[Stored items from a collection]
>> begin

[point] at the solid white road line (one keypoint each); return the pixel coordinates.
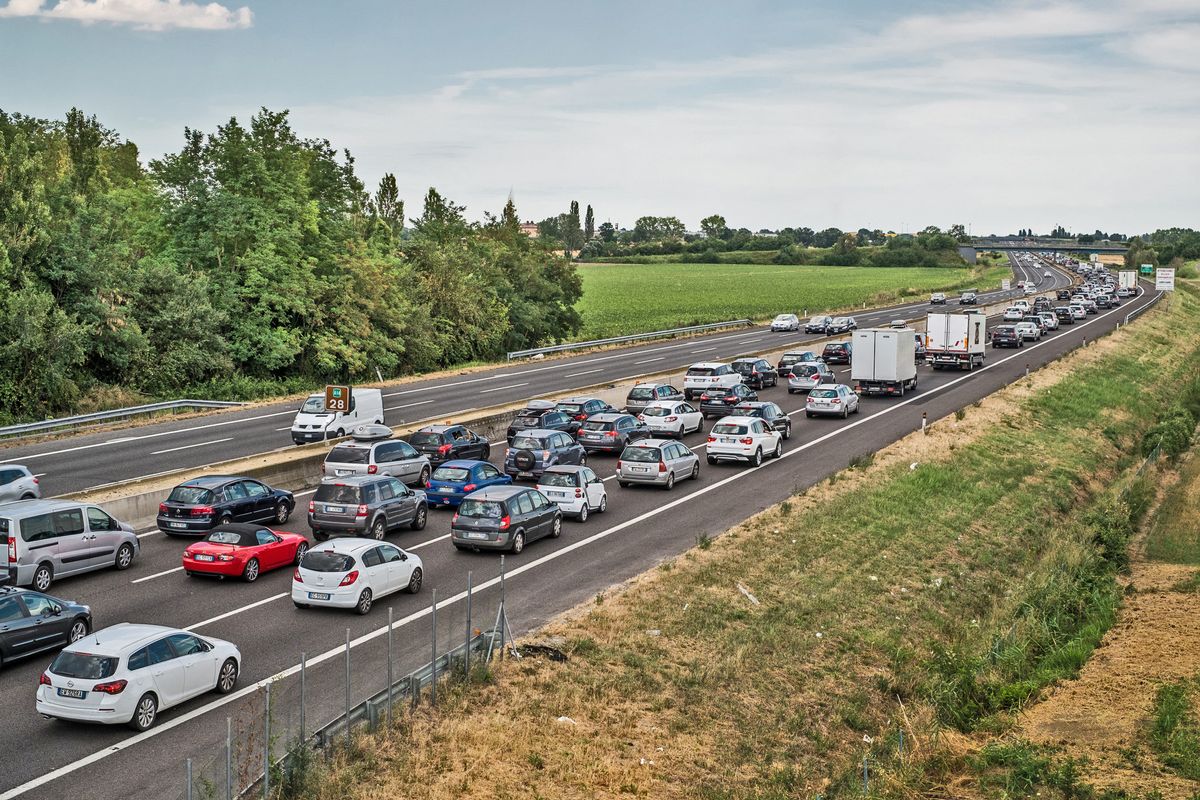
(174, 722)
(198, 444)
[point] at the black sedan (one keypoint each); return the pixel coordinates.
(202, 504)
(718, 402)
(33, 623)
(443, 443)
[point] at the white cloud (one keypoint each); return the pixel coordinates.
(142, 14)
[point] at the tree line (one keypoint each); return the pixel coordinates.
(249, 262)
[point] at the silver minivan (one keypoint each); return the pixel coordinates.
(46, 540)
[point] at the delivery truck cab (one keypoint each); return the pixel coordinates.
(313, 422)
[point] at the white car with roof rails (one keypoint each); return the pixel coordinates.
(126, 674)
(708, 374)
(672, 419)
(743, 438)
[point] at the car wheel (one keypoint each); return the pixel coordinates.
(414, 581)
(364, 603)
(421, 517)
(43, 576)
(124, 557)
(228, 677)
(144, 713)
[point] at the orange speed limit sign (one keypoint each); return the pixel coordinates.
(337, 398)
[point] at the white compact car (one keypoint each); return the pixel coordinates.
(576, 489)
(743, 438)
(126, 674)
(672, 417)
(353, 573)
(786, 323)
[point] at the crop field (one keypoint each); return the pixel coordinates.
(621, 299)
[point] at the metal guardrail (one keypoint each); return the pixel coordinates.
(113, 414)
(619, 340)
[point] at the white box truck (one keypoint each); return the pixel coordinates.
(955, 341)
(885, 360)
(313, 422)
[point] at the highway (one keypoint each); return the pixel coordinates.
(91, 461)
(642, 528)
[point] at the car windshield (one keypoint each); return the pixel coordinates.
(641, 453)
(453, 474)
(84, 666)
(558, 479)
(190, 494)
(485, 509)
(425, 438)
(336, 493)
(345, 455)
(327, 561)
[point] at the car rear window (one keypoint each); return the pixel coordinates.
(85, 666)
(483, 509)
(641, 453)
(451, 474)
(190, 494)
(336, 493)
(345, 455)
(327, 561)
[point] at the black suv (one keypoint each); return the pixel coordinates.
(774, 415)
(756, 373)
(443, 443)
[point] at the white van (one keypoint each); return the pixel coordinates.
(315, 423)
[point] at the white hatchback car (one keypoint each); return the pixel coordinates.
(672, 417)
(353, 573)
(125, 674)
(743, 438)
(576, 489)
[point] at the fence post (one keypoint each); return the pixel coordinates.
(466, 648)
(433, 661)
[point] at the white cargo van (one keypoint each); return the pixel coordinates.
(315, 423)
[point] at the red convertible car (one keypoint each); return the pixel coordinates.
(244, 551)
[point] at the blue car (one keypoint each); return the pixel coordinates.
(454, 480)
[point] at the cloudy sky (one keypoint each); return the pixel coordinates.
(999, 115)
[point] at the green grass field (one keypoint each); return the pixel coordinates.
(621, 299)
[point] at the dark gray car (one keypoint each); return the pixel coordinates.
(365, 505)
(504, 518)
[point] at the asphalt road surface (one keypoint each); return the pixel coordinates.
(641, 528)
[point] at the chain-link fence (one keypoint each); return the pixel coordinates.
(295, 716)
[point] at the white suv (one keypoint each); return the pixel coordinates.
(708, 374)
(743, 438)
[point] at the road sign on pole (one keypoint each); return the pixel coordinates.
(337, 398)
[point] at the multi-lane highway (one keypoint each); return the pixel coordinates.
(642, 527)
(99, 459)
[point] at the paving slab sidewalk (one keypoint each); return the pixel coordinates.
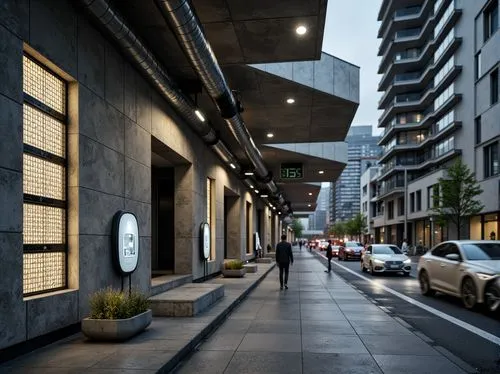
(321, 324)
(158, 349)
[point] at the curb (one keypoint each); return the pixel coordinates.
(212, 326)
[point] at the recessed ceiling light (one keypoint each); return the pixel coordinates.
(301, 30)
(199, 115)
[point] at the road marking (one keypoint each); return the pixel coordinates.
(483, 334)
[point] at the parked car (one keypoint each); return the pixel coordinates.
(350, 250)
(385, 258)
(468, 269)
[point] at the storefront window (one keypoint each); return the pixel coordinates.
(491, 227)
(475, 228)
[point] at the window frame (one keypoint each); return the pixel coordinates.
(44, 155)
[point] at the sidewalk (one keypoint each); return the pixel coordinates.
(320, 325)
(158, 349)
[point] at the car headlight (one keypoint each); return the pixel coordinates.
(484, 276)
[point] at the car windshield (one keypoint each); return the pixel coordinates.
(353, 244)
(482, 251)
(386, 250)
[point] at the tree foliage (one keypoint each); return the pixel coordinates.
(455, 199)
(297, 228)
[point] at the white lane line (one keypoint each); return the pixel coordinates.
(483, 334)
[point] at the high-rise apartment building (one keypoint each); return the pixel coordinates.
(363, 152)
(439, 66)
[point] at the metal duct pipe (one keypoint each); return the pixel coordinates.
(186, 27)
(143, 59)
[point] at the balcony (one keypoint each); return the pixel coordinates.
(390, 63)
(427, 121)
(399, 83)
(414, 103)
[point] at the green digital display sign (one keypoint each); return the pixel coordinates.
(292, 171)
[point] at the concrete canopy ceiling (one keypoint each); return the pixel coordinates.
(239, 32)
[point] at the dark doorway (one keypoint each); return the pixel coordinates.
(163, 221)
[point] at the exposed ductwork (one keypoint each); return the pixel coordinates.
(188, 31)
(144, 60)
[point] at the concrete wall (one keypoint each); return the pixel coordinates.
(113, 113)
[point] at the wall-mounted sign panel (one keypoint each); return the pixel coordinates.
(292, 171)
(205, 241)
(125, 242)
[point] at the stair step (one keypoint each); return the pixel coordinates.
(187, 300)
(168, 282)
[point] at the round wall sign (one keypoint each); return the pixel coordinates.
(125, 242)
(205, 240)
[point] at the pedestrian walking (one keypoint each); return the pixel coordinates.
(284, 257)
(329, 255)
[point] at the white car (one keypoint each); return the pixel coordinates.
(462, 268)
(385, 258)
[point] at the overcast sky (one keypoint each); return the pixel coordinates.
(351, 34)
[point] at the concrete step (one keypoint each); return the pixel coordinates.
(251, 268)
(168, 282)
(187, 300)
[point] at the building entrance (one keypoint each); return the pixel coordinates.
(162, 223)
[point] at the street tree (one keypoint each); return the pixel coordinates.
(456, 197)
(297, 228)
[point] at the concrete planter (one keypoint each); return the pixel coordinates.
(239, 273)
(116, 329)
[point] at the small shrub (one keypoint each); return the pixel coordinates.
(113, 304)
(234, 265)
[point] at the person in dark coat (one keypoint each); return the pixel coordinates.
(284, 257)
(329, 255)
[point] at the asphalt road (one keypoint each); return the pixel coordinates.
(474, 349)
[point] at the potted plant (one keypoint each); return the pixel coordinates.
(115, 315)
(233, 269)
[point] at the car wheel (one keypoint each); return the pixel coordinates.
(425, 285)
(492, 298)
(363, 269)
(469, 293)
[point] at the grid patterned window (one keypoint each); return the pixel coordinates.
(44, 179)
(211, 216)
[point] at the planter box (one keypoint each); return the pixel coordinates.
(239, 273)
(116, 329)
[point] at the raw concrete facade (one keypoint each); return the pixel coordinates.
(120, 131)
(456, 63)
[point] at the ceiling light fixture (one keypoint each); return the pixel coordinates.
(301, 30)
(199, 115)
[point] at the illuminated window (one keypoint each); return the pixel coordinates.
(44, 180)
(211, 216)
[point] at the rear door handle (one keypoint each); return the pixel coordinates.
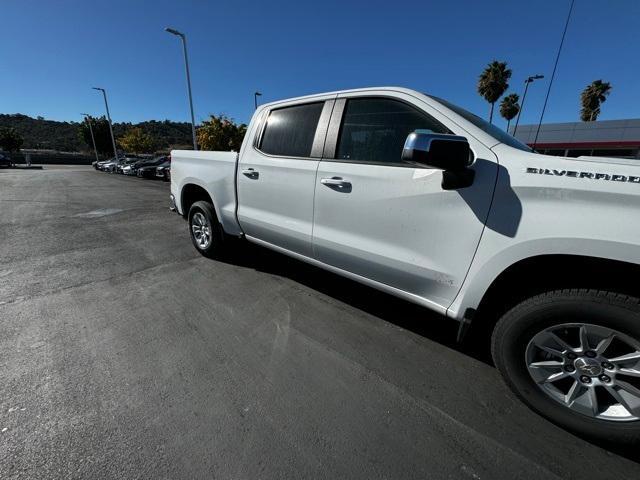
(251, 173)
(337, 183)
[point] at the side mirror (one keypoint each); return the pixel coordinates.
(437, 150)
(450, 153)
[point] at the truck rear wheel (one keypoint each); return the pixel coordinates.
(206, 232)
(574, 357)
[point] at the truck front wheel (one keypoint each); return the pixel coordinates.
(206, 232)
(574, 357)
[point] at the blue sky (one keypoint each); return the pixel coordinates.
(52, 52)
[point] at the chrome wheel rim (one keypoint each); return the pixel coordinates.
(590, 369)
(201, 229)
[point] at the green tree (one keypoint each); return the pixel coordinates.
(509, 108)
(493, 82)
(135, 140)
(591, 98)
(101, 133)
(220, 133)
(10, 139)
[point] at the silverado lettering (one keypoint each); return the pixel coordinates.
(574, 174)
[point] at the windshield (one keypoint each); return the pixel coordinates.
(497, 133)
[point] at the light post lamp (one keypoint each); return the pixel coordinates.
(553, 74)
(526, 87)
(87, 117)
(113, 139)
(186, 65)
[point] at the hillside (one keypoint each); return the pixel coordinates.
(63, 136)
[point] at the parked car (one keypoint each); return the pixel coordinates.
(5, 161)
(100, 165)
(417, 197)
(163, 170)
(147, 171)
(125, 163)
(153, 162)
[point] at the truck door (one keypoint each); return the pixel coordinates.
(389, 221)
(277, 172)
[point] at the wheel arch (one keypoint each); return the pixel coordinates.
(191, 193)
(534, 275)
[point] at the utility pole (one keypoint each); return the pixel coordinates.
(553, 74)
(106, 104)
(526, 87)
(186, 65)
(87, 117)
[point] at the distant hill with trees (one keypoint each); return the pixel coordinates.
(66, 136)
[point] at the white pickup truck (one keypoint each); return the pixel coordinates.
(417, 197)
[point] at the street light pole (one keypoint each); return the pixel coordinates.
(524, 96)
(553, 74)
(113, 139)
(93, 140)
(186, 65)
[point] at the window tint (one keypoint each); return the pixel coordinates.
(375, 129)
(290, 131)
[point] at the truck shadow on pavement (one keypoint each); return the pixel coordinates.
(411, 317)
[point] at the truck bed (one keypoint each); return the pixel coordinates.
(215, 172)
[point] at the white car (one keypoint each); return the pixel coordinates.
(417, 197)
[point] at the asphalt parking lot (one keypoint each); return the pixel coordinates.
(125, 354)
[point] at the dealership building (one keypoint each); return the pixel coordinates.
(607, 138)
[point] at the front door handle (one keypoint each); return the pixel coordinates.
(251, 173)
(337, 183)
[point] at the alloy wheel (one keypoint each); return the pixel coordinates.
(202, 230)
(590, 369)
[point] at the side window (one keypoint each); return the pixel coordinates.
(290, 131)
(374, 129)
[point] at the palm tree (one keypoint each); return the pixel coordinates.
(591, 98)
(509, 108)
(493, 82)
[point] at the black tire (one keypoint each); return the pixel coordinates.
(517, 327)
(217, 246)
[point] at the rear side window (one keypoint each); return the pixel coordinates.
(290, 131)
(374, 129)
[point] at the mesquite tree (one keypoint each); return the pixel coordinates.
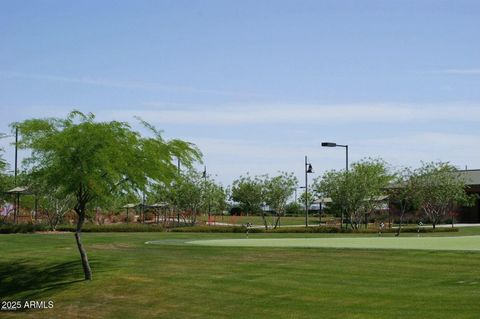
(249, 192)
(439, 190)
(403, 194)
(356, 192)
(91, 160)
(278, 190)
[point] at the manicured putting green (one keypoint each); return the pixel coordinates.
(425, 243)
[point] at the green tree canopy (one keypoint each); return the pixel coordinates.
(439, 189)
(90, 160)
(278, 190)
(355, 192)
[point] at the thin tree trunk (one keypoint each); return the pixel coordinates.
(400, 226)
(83, 253)
(277, 222)
(264, 220)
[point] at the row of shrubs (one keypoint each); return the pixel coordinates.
(22, 228)
(88, 228)
(121, 228)
(91, 228)
(320, 229)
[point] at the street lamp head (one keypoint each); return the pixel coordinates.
(329, 144)
(310, 168)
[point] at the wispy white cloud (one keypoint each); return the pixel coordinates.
(472, 71)
(300, 113)
(119, 83)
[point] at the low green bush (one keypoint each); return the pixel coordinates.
(321, 229)
(21, 228)
(212, 229)
(91, 228)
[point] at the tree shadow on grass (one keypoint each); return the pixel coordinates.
(25, 280)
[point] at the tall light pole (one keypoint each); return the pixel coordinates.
(206, 190)
(308, 170)
(330, 144)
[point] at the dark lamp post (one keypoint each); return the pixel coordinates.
(308, 170)
(331, 144)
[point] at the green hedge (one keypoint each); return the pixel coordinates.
(22, 228)
(89, 228)
(213, 229)
(321, 229)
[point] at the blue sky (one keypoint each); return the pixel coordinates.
(257, 85)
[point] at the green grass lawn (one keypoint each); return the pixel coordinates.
(469, 243)
(177, 280)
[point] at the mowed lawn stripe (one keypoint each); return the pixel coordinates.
(467, 243)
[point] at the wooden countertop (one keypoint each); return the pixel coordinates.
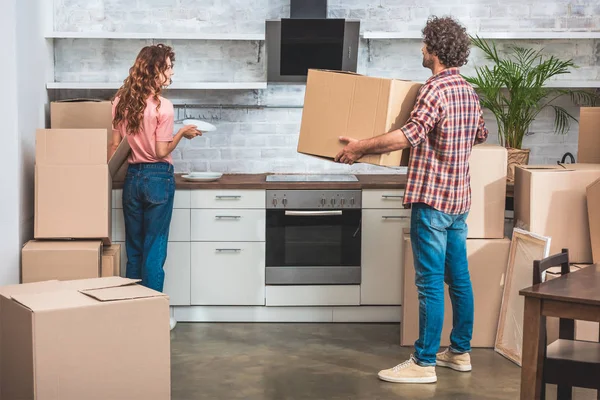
(258, 181)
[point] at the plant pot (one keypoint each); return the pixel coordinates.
(516, 157)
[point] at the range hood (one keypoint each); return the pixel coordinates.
(307, 40)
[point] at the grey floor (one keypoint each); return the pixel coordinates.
(319, 361)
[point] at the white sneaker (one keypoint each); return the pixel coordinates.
(409, 372)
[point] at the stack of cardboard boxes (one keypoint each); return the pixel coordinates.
(344, 104)
(73, 196)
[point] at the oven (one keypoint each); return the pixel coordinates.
(313, 237)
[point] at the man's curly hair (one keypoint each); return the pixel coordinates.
(447, 39)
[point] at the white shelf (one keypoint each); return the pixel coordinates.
(160, 36)
(175, 86)
(491, 35)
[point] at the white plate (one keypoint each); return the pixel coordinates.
(200, 125)
(202, 176)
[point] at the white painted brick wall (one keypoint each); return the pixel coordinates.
(265, 139)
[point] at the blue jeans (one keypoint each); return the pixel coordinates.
(148, 196)
(439, 244)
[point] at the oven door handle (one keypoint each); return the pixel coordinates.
(312, 213)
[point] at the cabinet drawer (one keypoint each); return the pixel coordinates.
(179, 230)
(383, 198)
(228, 199)
(383, 256)
(226, 273)
(228, 225)
(181, 200)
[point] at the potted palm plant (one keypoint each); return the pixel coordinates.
(514, 89)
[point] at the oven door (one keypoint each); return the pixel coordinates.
(313, 247)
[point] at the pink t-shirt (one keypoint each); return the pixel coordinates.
(156, 126)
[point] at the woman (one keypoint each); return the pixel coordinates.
(146, 120)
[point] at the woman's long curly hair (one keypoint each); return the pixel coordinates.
(447, 39)
(144, 80)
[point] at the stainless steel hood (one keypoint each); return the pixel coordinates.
(308, 40)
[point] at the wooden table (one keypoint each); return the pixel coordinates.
(573, 296)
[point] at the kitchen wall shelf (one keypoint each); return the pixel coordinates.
(174, 86)
(523, 35)
(158, 36)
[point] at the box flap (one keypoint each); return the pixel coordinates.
(120, 156)
(62, 245)
(70, 147)
(122, 293)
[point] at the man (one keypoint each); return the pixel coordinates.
(443, 127)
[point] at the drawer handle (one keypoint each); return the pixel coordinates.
(228, 250)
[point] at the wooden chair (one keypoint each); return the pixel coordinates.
(567, 362)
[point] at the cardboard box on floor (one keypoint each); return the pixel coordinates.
(487, 264)
(593, 204)
(584, 330)
(111, 260)
(60, 260)
(347, 104)
(85, 114)
(81, 340)
(551, 201)
(588, 150)
(487, 167)
(73, 184)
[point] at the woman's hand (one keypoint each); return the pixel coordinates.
(189, 131)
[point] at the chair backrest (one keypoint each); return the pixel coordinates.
(566, 327)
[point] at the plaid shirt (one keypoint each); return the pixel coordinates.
(443, 127)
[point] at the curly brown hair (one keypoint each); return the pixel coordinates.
(144, 80)
(448, 40)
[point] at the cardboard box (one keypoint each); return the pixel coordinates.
(588, 150)
(551, 201)
(347, 104)
(593, 204)
(584, 330)
(488, 259)
(73, 184)
(487, 166)
(81, 340)
(60, 260)
(111, 260)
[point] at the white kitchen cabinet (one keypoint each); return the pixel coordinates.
(228, 273)
(382, 256)
(177, 272)
(228, 225)
(179, 230)
(228, 199)
(377, 198)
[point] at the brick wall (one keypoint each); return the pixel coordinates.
(263, 139)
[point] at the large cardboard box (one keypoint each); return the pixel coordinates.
(593, 204)
(588, 150)
(584, 330)
(111, 260)
(487, 166)
(551, 201)
(347, 104)
(73, 184)
(488, 259)
(60, 260)
(105, 338)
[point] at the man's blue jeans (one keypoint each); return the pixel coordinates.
(148, 196)
(439, 244)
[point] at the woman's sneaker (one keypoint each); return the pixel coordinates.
(456, 361)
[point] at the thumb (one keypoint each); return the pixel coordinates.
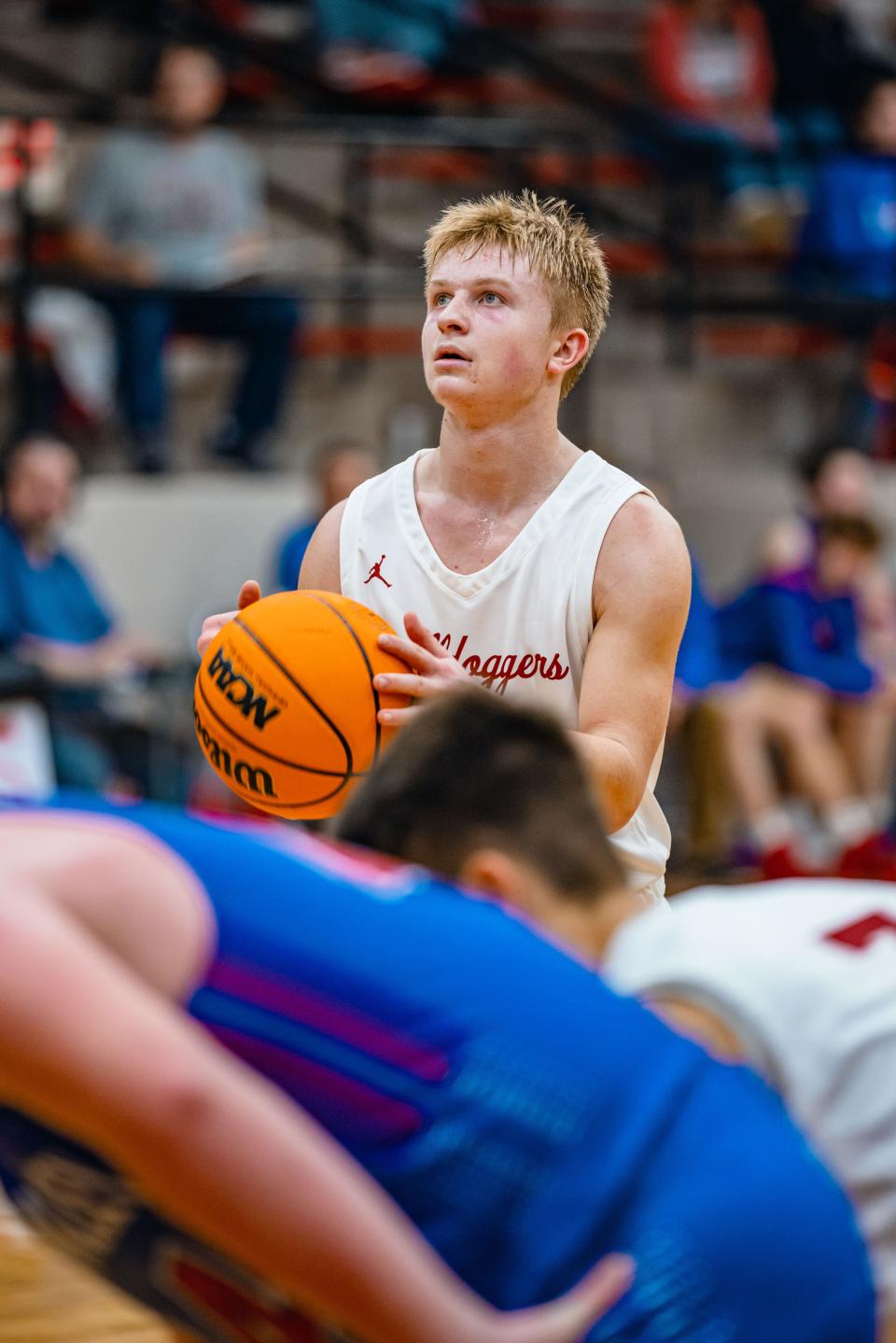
(248, 594)
(569, 1318)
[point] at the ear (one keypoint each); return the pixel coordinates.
(568, 351)
(501, 875)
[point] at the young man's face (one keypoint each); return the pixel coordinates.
(488, 336)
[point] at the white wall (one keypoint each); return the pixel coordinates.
(168, 553)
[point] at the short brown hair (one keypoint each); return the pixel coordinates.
(553, 239)
(469, 773)
(856, 529)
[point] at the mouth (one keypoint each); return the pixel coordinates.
(449, 355)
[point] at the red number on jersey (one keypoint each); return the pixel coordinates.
(862, 932)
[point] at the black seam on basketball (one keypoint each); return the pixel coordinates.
(269, 755)
(290, 806)
(349, 761)
(370, 672)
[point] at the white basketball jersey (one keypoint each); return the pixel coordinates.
(805, 972)
(523, 623)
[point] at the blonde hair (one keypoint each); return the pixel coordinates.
(553, 239)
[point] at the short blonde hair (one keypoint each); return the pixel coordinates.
(553, 239)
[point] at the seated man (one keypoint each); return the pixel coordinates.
(340, 467)
(174, 217)
(525, 1132)
(791, 651)
(795, 978)
(51, 615)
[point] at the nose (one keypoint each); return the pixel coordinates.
(452, 315)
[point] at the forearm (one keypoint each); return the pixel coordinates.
(216, 1147)
(614, 776)
(294, 1209)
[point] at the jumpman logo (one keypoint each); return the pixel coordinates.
(376, 572)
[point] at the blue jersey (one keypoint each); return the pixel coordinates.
(523, 1115)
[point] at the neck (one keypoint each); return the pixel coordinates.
(503, 465)
(592, 929)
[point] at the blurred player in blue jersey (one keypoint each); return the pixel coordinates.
(525, 1117)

>> end

• [Your objective] From the line holding "[point] at the nose" down to the final line above, quote every line exactly and only those lines.

• [Solved exercise]
[point] at the nose (one keypoint each); return the pixel coordinates.
(452, 315)
[point] at the forearm (one keypoint each); return the pixel coordinates.
(216, 1147)
(614, 776)
(294, 1209)
[point] at the jumpman logo (one keypoint each); return the pixel coordinates.
(376, 572)
[point] at the blue jersey (one keypoint each); return the pixel coordinates.
(523, 1115)
[point] at the neck (one keypoint each); return the pixel coordinates.
(503, 465)
(592, 929)
[point] at the blurred player in blue jersey (one keypoint each); return the pixel coordinates.
(525, 1117)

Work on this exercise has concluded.